Passage shown:
####

Wednesday, March 25

Wednesday Farm Photos: It's Spring!

Jasper is so much help in the kitchen garden. Not.

Spring: The time of year on a farm when it feels like you're already behind before it even begins.

Whew! The weeks of snow and ice finally ended and we went straight up into the 70's. My hunky farmguy Joe and I would actually prefer at least another month of winter—minus the treacherous layer of ice covering everything—but Mother Nature is having none of it.

The birds are chirping, the peepers are peeping, the grass is growing, the daffodils are blooming, and last week we saw at least a couple of thousand geese heading north. The butterflies are out and the rhubarb is up.

The kale and spinach and cilantro (which loves cold weather) and Swiss chard (so easy to grow!) that I managed to keep alive this winter despite single digit temps (some outside in raised beds, some in the unheated homemade greenhouse) are taking off and already finding their way into our nightly salads, along with the first freshly snipped chives.

More photos and story below. . .

Since we still have plenty of homegrown hay left, we'll keep feeding it to the sheep and donkeys for the next several weeks (much to their dismay) so the grass in the grazing fields will have a chance to grow as much as possible. And if the bale spike breaks and the welder is too busy to fix it, just use the new grapple (one of our best farm purchases ever) to grab the hay instead!

Thanks to the snow melt and a few little rainstorms, our wet weather creek, which hasn't run since 2013, flowed for about a week, which is always such a pleasant treat. The garlic has sprouted, the lilacs are budding, and it doesn't get dark until nearly eight o'clock.

Winter in Missouri is definitely over.

Thanks so much for all of your kind comments and emails and concern during the long silence here these past few months. We're doing fine; we've just been spending less time online and more time enjoying life on the farm.

I've been busy perfecting my new sprouted whole wheat sourdough bread, starting several flats of seeds indoors, making raw milk kefir nearly every day, and turning 100+ pounds of organic apples from the co-op into sauce, pies, and butter, along with several bags of dried apples to go in homemade granola. For the record, we thought the Empires and Braeburns made the best pies.

Joe has been spending as much time as he can in his woodworking shop, learning how to make things like mortise and tenon joints, rabbets, and dovetails. This is in between spoiling taking care of all the critters of course.

But now it's time to turn our attention outdoors. There are a few more of my new 4'x8', 12-inch high garden beds to finish building (I hear the cordless drill going now) and then fill, onions and potatoes and four kinds of broccoli seedlings to plant, lettuce and spinach and arugula seeds to scatter, a new sorrel patch to put somewhere, a new strawberry bed to put somewhere else, a messy greenhouse to reorganize, compost piles to turn, and a ton of weeds to pull.

There are fences to mend, sheep hooves to trim, vintage quilts and beacon blankets to wash and hang on the line in the sun, donkeys to snuggle and scratch (they're bored but doing fine), herbs to transplant, and a barn full of aged organic fertilizer that needs to be scooped up and spread around the garden.

For the first time in 14 years we ordered baby chicks (because our hens usually hatch out their own), and there's a lot of coop cleaning, chicken reshuffling and general preparedness to be done before our new generation of 15 laying hens (unless, like last time, a bunch of them turn out to be roosters) shows up peeping at the post office next month.

####

Given material:
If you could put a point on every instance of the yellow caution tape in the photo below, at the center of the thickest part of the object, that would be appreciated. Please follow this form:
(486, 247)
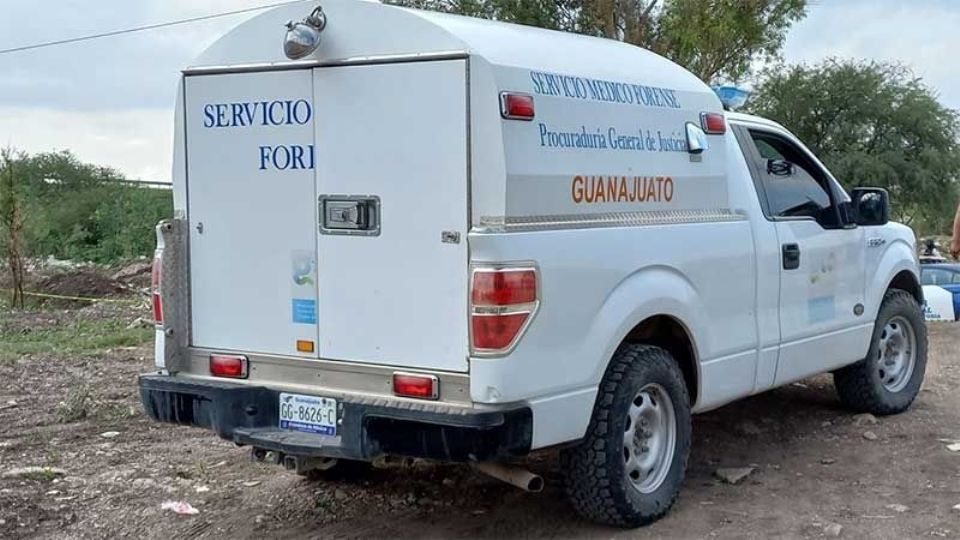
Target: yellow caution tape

####

What is asked:
(a) In the farm blog post, since what year had the wet weather creek not run?
(b) Quote the farm blog post between "The birds are" and "freshly snipped chives.", inclusive.

Expected results:
(a) Since 2013.

(b)
The birds are chirping, the peepers are peeping, the grass is growing, the daffodils are blooming, and last week we saw at least a couple of thousand geese heading north. The butterflies are out and the rhubarb is up.

The kale and spinach and cilantro (which loves cold weather) and Swiss chard (so easy to grow!) that I managed to keep alive this winter despite single digit temps (some outside in raised beds, some in the unheated homemade greenhouse) are taking off and already finding their way into our nightly salads, along with the first freshly snipped chives.